§ **Set task**:
What follows is a set of entries. Give them again exactly, without the pictures.

§ **Information provided**:
+ + +

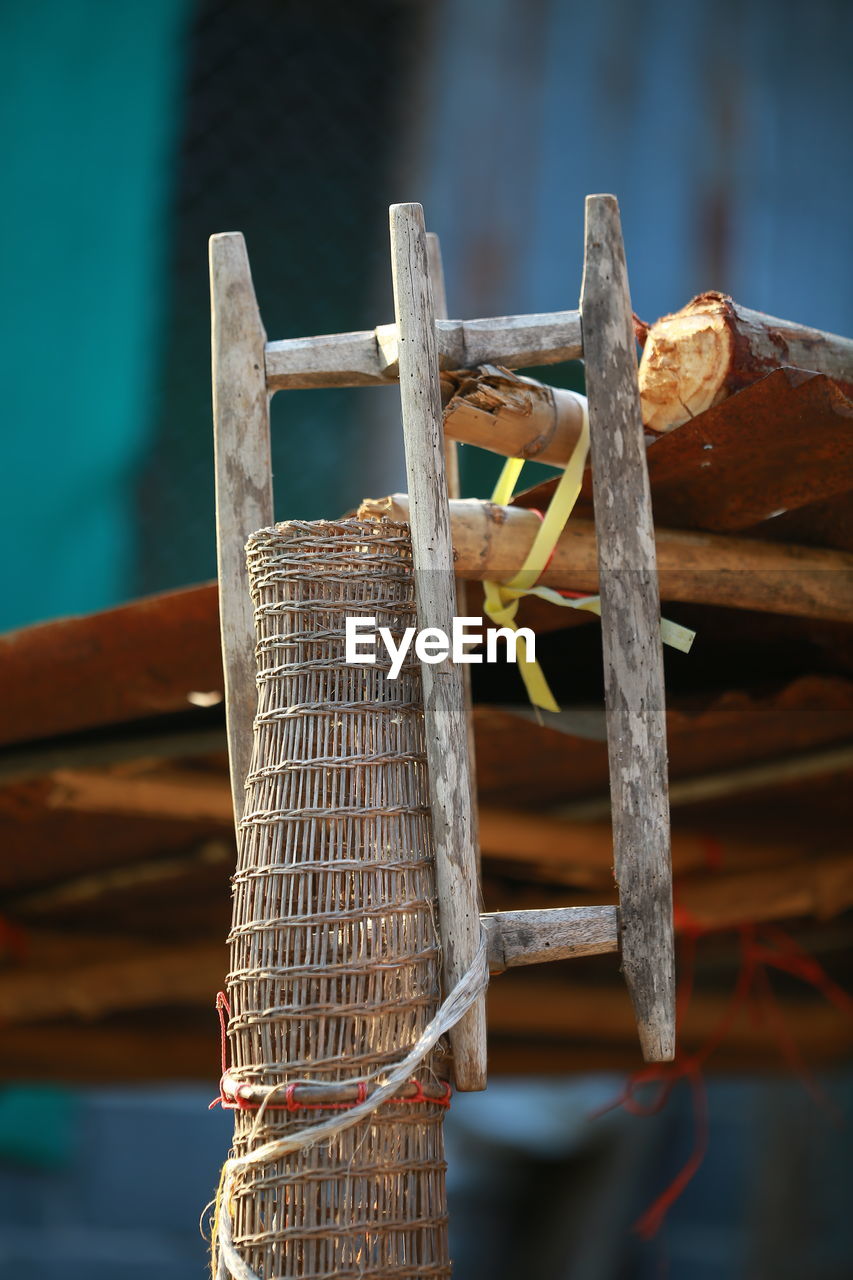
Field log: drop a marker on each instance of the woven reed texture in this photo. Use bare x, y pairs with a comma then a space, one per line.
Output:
334, 967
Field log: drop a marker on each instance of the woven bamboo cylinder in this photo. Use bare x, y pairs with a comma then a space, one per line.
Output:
333, 946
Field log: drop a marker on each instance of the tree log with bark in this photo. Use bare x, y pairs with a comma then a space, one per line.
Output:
712, 347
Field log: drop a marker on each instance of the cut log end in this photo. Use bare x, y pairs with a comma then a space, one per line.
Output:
684, 366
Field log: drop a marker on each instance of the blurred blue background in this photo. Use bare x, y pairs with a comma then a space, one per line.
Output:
135, 131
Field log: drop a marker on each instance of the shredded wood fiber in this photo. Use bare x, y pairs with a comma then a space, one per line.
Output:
333, 949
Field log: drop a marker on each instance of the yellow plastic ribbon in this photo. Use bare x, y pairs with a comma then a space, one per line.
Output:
501, 604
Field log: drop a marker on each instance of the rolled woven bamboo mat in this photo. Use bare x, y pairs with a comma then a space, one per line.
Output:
333, 946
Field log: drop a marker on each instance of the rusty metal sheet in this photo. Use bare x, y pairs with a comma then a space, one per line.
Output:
780, 444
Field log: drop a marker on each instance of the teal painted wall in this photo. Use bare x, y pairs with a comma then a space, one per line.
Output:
89, 95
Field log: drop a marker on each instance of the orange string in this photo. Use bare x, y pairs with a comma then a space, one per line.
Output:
752, 990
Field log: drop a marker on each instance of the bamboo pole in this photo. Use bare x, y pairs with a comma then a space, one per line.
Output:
630, 631
492, 542
519, 417
712, 347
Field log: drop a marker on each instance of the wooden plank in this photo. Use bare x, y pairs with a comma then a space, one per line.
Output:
434, 590
630, 632
243, 480
369, 357
557, 933
489, 542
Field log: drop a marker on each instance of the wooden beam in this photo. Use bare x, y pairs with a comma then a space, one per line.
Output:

+ + +

§ **Expected output**:
Field log: drop a marker on each instance of the woven reed texture in this photo. Use bare x, y pairs with a comma then a space, one per line.
Output:
334, 967
Field log: drop a marker on each instance of the woven bamboo cylinder in this photo. Use bare x, y pairs with a comma then a space, one per line.
Output:
333, 946
Field log: drop a marker on each instance of the tree log with bark in this photo. Use bare x, y pairs with a comma then a space, one per line.
Output:
712, 347
Field log: drop a marker on each instance of the cut log end in this photo. Use bare x, y pairs with a comma then a space, one per line.
Output:
684, 366
Field log: drop a marker on each instance of the blurred blue background in this photo. Use bare x, y pairs with a comma then a space, one per line.
Output:
135, 131
Field log: drop a marker on each instance of the shredded wood fiber in this photo. Use bare x, y pairs with a comma then a space, one per line.
Output:
333, 949
Field log: drop a marker on each instance of the yellow plastic ribbon in this photo. Use bare x, y pairs with a comma then a space, one per line.
Output:
501, 604
Field log: drop a marker on each instance of the rolled woven bamboo mat in this photo. Use bare x, y pairs with a comma then a space, one per line.
Output:
333, 946
Field log: drop a marker on each instance of the rusty metal sheet in this photo. Use bare x, y pairs with a comma then a space, one per line.
Output:
780, 444
Field log: drop a marker on each instance of the teal painted wall in this photo. Use bare x, y pairs with a comma then a space, one per line.
Output:
89, 95
Field log: drop a marker on each instance of the orange string in this photo. Use bare x, y pairs with a comma then a space, one per line.
Output:
752, 990
Field log: drop a marker on each instance of the bamboo pole in this photo. Use bare x, y pairs with a comma then a space, one per line.
Output:
630, 631
492, 542
519, 417
712, 347
Field log: drop a marker on each instance of the wooden plank in this photo. Use bare x, y pairs with a comma then a space, one per line.
Output:
434, 590
630, 632
243, 480
369, 357
557, 933
489, 542
Field log: drop a marker on each instance of the wooden beam in this photo. Use bare x, y pairs with a comma then a space, one per line.
Output:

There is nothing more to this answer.